----- Исходный текст
Бриллианты и булыжники - Борис Николаевич Ширяев
Эту отеческую любовь офицера к солдату, столь развитую в кадровом составе Российской Императорской армии, суровую и вместе с тем жертвенную любовь правдивец-реалист и провидец Гоголь выдвигает на первый план в заключительной сцене повести.
Бульба уже на костре. Его муки и страх смерти вполне обоснованы и, казалось бы, реалист Гоголь, как писатель, должен был бы их отметить. Но он не делает этого, потому что знает, что в этот тяжелый момент боя русский отец-командир был всецело поглощен лишь одним – спасением своих солдат-детей, что и делает Тарас Бульба с высоты горящего костра.
Русские критики, охотно обличавшие недостатки нашего прошлого быта и зачастую упорно не замечавшие его светлых сторон, много потрудились над освещением «обличительных» черт гоголевского реализма и создали впечатление, что правдолюбец Гоголь видел только отрицательное в окружавшей его русской жизни.
«Тарас Бульба» – один из признаков обратного. Реалист Гоголь облек в нем в историко-романтическую форму реально виденный им, распространенный жизненный тип.
«Выбранные места из переписки с друзьями» ясно говорят о том положительном, которое Гоголь видел в русский жизни и о задачах, которые он ставил себе, как писатель. Увы, ранняя глубоко трагическая смерть пресекла его творческую работу, «Переписка» же подверглась осмеянию со стороны модной в то время нашей прогрессивной критики.
В трагический и судьбоносный год нашей Родины, совпавший со столетием со дня кончины ее великого писателя, прочтем его «выбранные места» из переписки с друзьями. Это будет лучшим поминовением его скорбящей о России душе.
«Часовой», Брюссель,
март 1952, № 317. С. 1–2
Восставший из небытия
(135 лет со дня рождения Аполлона Григорьева)
Виссарион Белинский был исключен из университета за явную неуспеваемость в науках и не знал ни одного европейского языка, хотя с наглым апломбом провозглашал идеи западно-европейской философии и литературы, призывая русскую мысль идти по их следам. В частности, превознесенного им до небес Гегеля он абсолютно не читал, а лишь знал о нем со слов Бакунина. Современник Белинского, литературный критик и философ искусства диаметрально противоположного направления, Аполлон Григорьев, был высоко образованным человеком, знал пять европейских языков настолько, что давал, например, прекрасные, точные переводы Шекспира, бывал заграницей, но не призывал к хвостизму у Европы, а, наоборот, влек русских писателей к родной им национальной стихии, к русскому национальному мышлению, к «почве».
----------
----- Материал
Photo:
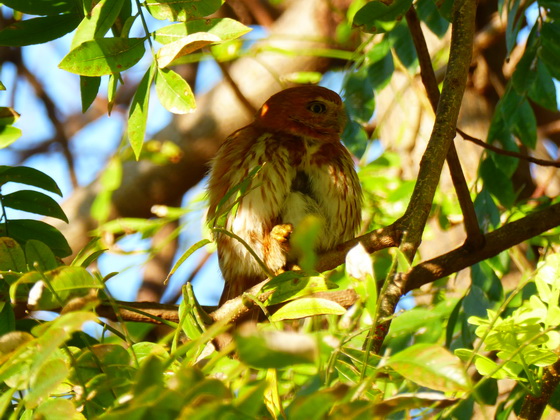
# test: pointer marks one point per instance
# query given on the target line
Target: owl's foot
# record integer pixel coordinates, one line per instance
(282, 233)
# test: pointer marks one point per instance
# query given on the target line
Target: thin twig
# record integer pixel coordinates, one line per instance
(475, 236)
(52, 112)
(541, 162)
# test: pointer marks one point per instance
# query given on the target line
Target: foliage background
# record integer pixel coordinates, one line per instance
(510, 102)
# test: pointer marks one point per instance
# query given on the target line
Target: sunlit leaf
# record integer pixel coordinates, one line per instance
(23, 230)
(8, 115)
(174, 92)
(34, 202)
(11, 256)
(291, 285)
(187, 254)
(38, 30)
(431, 366)
(98, 22)
(184, 46)
(224, 28)
(181, 10)
(138, 114)
(304, 307)
(8, 134)
(103, 56)
(42, 7)
(377, 16)
(274, 349)
(39, 256)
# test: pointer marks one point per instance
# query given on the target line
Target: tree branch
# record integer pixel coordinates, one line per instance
(497, 241)
(475, 236)
(541, 162)
(426, 272)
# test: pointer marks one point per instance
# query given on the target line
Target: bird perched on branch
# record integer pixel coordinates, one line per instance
(267, 177)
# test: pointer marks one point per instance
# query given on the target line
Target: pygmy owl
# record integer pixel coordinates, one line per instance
(267, 177)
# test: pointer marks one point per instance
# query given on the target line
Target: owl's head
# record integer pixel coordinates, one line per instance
(310, 111)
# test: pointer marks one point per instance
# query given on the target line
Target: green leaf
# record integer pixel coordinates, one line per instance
(498, 183)
(550, 51)
(8, 134)
(186, 255)
(431, 366)
(401, 40)
(112, 91)
(8, 115)
(181, 10)
(552, 7)
(291, 284)
(42, 7)
(28, 176)
(57, 408)
(177, 49)
(103, 56)
(543, 91)
(7, 321)
(38, 30)
(484, 277)
(67, 282)
(138, 114)
(303, 77)
(98, 22)
(224, 28)
(11, 256)
(89, 86)
(525, 126)
(430, 15)
(274, 349)
(34, 202)
(359, 97)
(377, 16)
(23, 230)
(380, 66)
(39, 256)
(174, 92)
(305, 307)
(514, 24)
(45, 380)
(525, 71)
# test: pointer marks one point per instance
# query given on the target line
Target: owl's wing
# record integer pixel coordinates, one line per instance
(249, 181)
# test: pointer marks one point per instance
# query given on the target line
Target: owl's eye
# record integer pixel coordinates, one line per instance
(317, 107)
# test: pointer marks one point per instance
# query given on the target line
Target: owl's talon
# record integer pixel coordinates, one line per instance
(282, 233)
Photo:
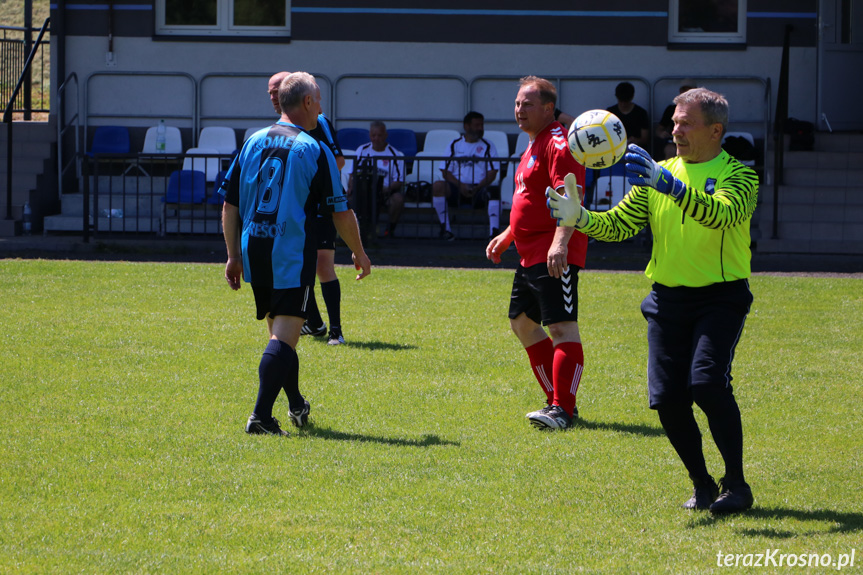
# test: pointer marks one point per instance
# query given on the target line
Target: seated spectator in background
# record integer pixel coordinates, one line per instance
(467, 182)
(390, 172)
(634, 117)
(664, 147)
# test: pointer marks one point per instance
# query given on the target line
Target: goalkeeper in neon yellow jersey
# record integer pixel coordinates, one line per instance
(698, 205)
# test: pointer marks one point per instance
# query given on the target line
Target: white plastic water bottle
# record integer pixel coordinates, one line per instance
(161, 137)
(27, 219)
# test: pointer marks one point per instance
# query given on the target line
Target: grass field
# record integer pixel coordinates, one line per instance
(125, 388)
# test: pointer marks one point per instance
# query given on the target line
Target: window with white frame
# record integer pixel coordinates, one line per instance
(223, 17)
(707, 21)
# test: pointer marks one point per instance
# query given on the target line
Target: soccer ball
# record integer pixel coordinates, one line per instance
(597, 139)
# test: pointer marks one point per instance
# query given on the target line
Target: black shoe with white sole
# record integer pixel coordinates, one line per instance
(300, 417)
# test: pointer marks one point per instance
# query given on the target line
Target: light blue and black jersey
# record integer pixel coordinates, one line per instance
(281, 179)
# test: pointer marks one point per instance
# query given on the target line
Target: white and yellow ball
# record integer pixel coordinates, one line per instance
(597, 139)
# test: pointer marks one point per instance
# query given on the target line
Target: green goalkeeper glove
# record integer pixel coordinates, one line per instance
(567, 209)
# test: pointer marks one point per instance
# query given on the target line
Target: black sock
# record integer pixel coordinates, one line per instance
(292, 376)
(271, 374)
(313, 314)
(680, 426)
(723, 416)
(332, 293)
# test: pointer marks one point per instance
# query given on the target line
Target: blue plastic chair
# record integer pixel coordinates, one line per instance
----------
- [Задания]
a) Перепишите отрывок из текста о Гоголе и Аполлоне Григорьеве. Начните с места, где стоят слова «В трагический и», и остановитесь после слов «о России душе.».
b) Почему, согласно тексту о Гоголе и Аполлоне Григорьеве, Гоголь в заключительной сцене не пишет о муках и страхе смерти Бульбы на костре? Ответьте в одном–трех предложениях.
c) Напишите то, что следует в тексте о Гоголе и Аполлоне Григорьеве за его последним предложением.

- [Ответы к заданиям]
a)
В трагический и судьбоносный год нашей Родины, совпавший со столетием со дня кончины ее великого писателя, прочтем его «выбранные места» из переписки с друзьями. Это будет лучшим поминовением его скорбящей о России душе.

b) Гоголь знал, что в тяжелый момент боя русский отец-командир был всецело поглощен лишь одним: спасением своих солдат-детей. Именно этим Тарас Бульба и занят с высоты горящего костра.

c)
Белинский поучал, судил, карал, клеймил… Григорьев лишь разгадывал, разъяснял, углублял литературное творчество своих современников. Свои литературно-философские идеи он черпал в русском море, выращивал их на русской почве, в климате русской стихии.
Белинский был носителем идеологии Запада и за ним шли толпы оголтелых недоучек, верхоглядов, всезнаек – радикальная российская интеллигенция. Это были «званные».
Григорьев был идеологом русской почвенности (им-то и был применен впервые этот термин) и создателем теории органичности литературы, то есть связи подлинно высоких литературных произведений с порождающей их человеческой средой, с прошлым этой среды, то есть русского народа. Синтезируя прошлое с настоящим, он нащупывал путь в будущее и указывал его писателям-современникам. Эта идея органичности, жизненности, народности литературы и искусства была впервые провозглашена именно Аполлоном Григорьевым, именно на русской почве и лишь через десять лет ее развернул в Европе и в мире Ипполит Тэн[37]. За Григорьевым, при его жизни, шли немногие, но это были «избранные». В числе его ближайших друзей и последователей мы видим Островского, Лескова, Леонтьева, историка С. Соловьева, Фета, Тютчева, Аксакова, Хомякова, а несколько позже вдохновенно провозгласил его идею русской почвенности Ф. Достоевский в своей потрясающей пушкинской речи.
И всё же, Белинского изучали в дореволюционных гимназиях, его идейки и критические суждения признавались «классическими», в большом почете он и теперь на литературных факультетах вузов и в советской средней школе. Немало почитателей его можно найти и в «прогрессивном» крыле российской политической эмиграции. Григорьев же еще при жизни был зачислен в лагерь «реакционеров», не допускался на страницы крупнейших журналов (например, «Современника»), был «уволен от русской критики», как писал он сам перед смертью, а потом окончательно погружен в небытие до конца позитивистического XIX века.
«Много званных, но мало избранных».
Овладевшие командованием над историографией русской литературы «прогрессисты» смаху зачислили Аполлона Григорьева в ряды славянофилов, идейное влияние которых к концу XIX века было приведено к нулю. Но это был только шулерской вольт. Славянофилом Аполлон Григорьев не был. Его внимание не привлекали ни «славянские ручьи, сливающиеся в русском море», ни балканские братушки. Его влекло к себе только самое «русское море» в своей полной самобытности, без займов или обносок, принятых как от Византии – «господ греков», по выражению Григорьева, – так и от Запада, воплощавшегося для него в петербургском периоде русской истории. В подлинную русскую почву устремлял он свои корни.
«Мне старый собор нужен, – писал А. Григорьев, – старые образа в окладах, с сумрачными ликами, следы истории нужны, нравы нужны, хоть, пожалуй, и жестокие, но типические».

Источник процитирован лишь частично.